課題 A. 記録の最初の行から始めて、「[(106, 140)]」を含む行までを、「番号」と「内容」の二列のMarkdown表に入れてください。空行は除き、一行ごとに行番号とその行を書いてください。

本文抜粋.

----------

街道とともに塩田川の水運は、塩田宿の繁栄を支えるもう一つの幹道だった。島原から塩田津に荷揚げされた陶石や肥料、塩などの物資は、当地やその周辺の陶磁器や農産物の生産振興を支えたのである。 今日、塩田川の水量はそれほど多くはないが、有明海の数メートルにも達する海水の干満差は、舟運のみならず、水田にアオ(淡水)を提供し、流域の豊かな穀倉地帯を支える天与の水利を成していたのである。
季節の節目節目に行なわれたであろう丹生神社や吉浦神社の野舞台、六地蔵を彫った庚申塔は、歌舞伎や庚申講を楽しんでいた塩田の人々の豊かな日常を今日に伝えるものであろう。吉浦神社や八天神社の参道に架かる石橋や常在寺の仁王像、蓮乗院の石仏など夥しい石造物は、肥前一円の石文化にも影響を与え続けてきたことであろう。

----------

記録の抜粋.
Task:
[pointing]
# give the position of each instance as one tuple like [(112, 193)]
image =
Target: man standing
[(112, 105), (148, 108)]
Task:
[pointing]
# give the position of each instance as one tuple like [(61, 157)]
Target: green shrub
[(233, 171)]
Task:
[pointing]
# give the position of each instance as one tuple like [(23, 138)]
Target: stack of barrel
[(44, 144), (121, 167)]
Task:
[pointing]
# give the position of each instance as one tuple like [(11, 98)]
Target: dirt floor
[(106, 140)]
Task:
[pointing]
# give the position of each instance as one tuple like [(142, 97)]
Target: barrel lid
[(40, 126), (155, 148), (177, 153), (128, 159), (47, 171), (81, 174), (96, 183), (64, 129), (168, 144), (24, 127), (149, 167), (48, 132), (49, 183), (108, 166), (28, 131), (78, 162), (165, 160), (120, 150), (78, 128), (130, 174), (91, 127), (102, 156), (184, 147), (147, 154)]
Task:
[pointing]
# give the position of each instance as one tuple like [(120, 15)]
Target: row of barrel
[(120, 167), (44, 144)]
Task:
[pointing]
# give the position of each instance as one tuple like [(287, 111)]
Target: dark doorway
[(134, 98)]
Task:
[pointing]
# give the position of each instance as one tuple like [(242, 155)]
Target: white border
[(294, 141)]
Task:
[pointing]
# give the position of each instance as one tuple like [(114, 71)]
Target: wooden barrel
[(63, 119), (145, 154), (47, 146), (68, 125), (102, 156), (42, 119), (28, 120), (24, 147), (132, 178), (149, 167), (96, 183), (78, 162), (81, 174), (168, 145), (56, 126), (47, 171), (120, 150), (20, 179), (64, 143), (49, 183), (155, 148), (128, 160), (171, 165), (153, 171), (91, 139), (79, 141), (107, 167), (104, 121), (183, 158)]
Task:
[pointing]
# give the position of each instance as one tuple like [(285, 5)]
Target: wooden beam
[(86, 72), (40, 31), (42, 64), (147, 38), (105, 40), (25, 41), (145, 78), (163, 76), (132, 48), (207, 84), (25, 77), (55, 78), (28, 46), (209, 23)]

----------

課題 B. 塩田宿についての文章に出てくる神社と寺の名前を、すべて挙げてください。

回答 A.
| 番号 | 内容 |
|---|---|
| 1 | Task: |
| 2 | [pointing] |
| 3 | # give the position of each instance as one tuple like [(112, 193)] |
| 4 | image = |
| 5 | Target: man standing |
| 6 | [(112, 105), (148, 108)] |
| 7 | Task: |
| 8 | [pointing] |
| 9 | # give the position of each instance as one tuple like [(61, 157)] |
| 10 | Target: green shrub |
| 11 | [(233, 171)] |
| 12 | Task: |
| 13 | [pointing] |
| 14 | # give the position of each instance as one tuple like [(23, 138)] |
| 15 | Target: stack of barrel |
| 16 | [(44, 144), (121, 167)] |
| 17 | Task: |
| 18 | [pointing] |
| 19 | # give the position of each instance as one tuple like [(11, 98)] |
| 20 | Target: dirt floor |
| 21 | [(106, 140)] |

回答 B.
- 丹生神社
- 吉浦神社
- 八天神社
- 常在寺
- 蓮乗院